# [Given problem 1]
From the accredited-investor text, extract the passage starting at "CHANGE IN INDIVIDUAL" and ending at "from private sources.", copied word for word.

# [Selected text]
▼
CHANGE IN INDIVIDUAL NET-WORTH TEST FOR DETERMINING ACCREDITED INVESTORS

 

With the enactment of the Dodd-Frank Wall Street Reform and Consumer Protection Act (the “Act”) on July 21, 2010 comes an important change to the definition of “accredited investor” with implications for the way companies raise money from private sources. 

 

Nature of the Change

 

There are two tests by which an individual who is not a director, executive officer, or general partner of a company can qualify as an “accredited investor” for federal securities law purposes.  The first relies on the individual’s net worth.  An individual whose net worth or joint net worth with his or her spouse exceeds $1,000,000 is considered an “accredited investor.”  Pursuant to the Act, individuals must now exclude the value of their primary residence in calculating their net worth.  Guidance from the staff at the Securities and Exchange Commission also reveals that indebtedness secured by the primary residence up to its fair market value may also be excluded from the calculation while indebtedness secured by the residence in excess of the value of the home should be considered a liability and deducted from the investor’s net worth.
▲
# [Given problem 2]
Pull out every line of the records below that contains the string "body", matching case exactly.

# [Provided material]
▼
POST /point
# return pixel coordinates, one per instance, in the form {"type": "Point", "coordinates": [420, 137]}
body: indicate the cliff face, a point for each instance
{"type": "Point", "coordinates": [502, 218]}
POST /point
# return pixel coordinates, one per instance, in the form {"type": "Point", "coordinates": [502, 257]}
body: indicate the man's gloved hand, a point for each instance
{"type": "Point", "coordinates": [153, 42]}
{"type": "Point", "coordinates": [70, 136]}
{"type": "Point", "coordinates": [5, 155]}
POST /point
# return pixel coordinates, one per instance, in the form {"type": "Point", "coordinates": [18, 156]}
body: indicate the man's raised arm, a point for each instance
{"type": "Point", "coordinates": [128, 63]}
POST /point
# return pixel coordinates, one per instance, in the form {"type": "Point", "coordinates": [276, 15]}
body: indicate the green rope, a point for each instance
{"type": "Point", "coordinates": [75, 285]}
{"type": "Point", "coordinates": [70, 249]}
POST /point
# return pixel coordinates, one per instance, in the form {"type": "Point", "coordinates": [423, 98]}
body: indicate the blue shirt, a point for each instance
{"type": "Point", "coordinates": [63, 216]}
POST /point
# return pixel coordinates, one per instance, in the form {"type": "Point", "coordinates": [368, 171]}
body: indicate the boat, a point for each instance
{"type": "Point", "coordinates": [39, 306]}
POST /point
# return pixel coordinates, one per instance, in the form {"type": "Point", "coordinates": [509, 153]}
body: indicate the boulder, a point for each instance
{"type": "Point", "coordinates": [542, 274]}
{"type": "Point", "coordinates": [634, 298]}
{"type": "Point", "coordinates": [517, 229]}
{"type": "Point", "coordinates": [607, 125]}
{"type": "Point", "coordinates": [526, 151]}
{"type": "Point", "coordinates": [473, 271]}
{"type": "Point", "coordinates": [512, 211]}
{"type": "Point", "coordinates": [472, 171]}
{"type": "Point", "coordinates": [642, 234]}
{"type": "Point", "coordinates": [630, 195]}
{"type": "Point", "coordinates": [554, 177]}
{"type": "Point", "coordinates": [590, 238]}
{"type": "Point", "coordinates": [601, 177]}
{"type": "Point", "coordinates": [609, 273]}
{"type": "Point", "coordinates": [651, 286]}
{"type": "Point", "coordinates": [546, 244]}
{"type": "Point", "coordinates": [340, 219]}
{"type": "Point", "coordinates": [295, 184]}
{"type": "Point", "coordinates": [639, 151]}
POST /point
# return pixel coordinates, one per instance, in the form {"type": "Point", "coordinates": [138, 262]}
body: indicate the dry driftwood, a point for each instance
▲
# [Task response 1]
CHANGE IN INDIVIDUAL NET-WORTH TEST FOR DETERMINING ACCREDITED INVESTORS

 

With the enactment of the Dodd-Frank Wall Street Reform and Consumer Protection Act (the “Act”) on July 21, 2010 comes an important change to the definition of “accredited investor” with implications for the way companies raise money from private sources.

# [Task response 2]
body: indicate the cliff face, a point for each instance
body: indicate the man's gloved hand, a point for each instance
body: indicate the man's raised arm, a point for each instance
body: indicate the green rope, a point for each instance
body: indicate the blue shirt, a point for each instance
body: indicate the boat, a point for each instance
body: indicate the boulder, a point for each instance
body: indicate the dry driftwood, a point for each instance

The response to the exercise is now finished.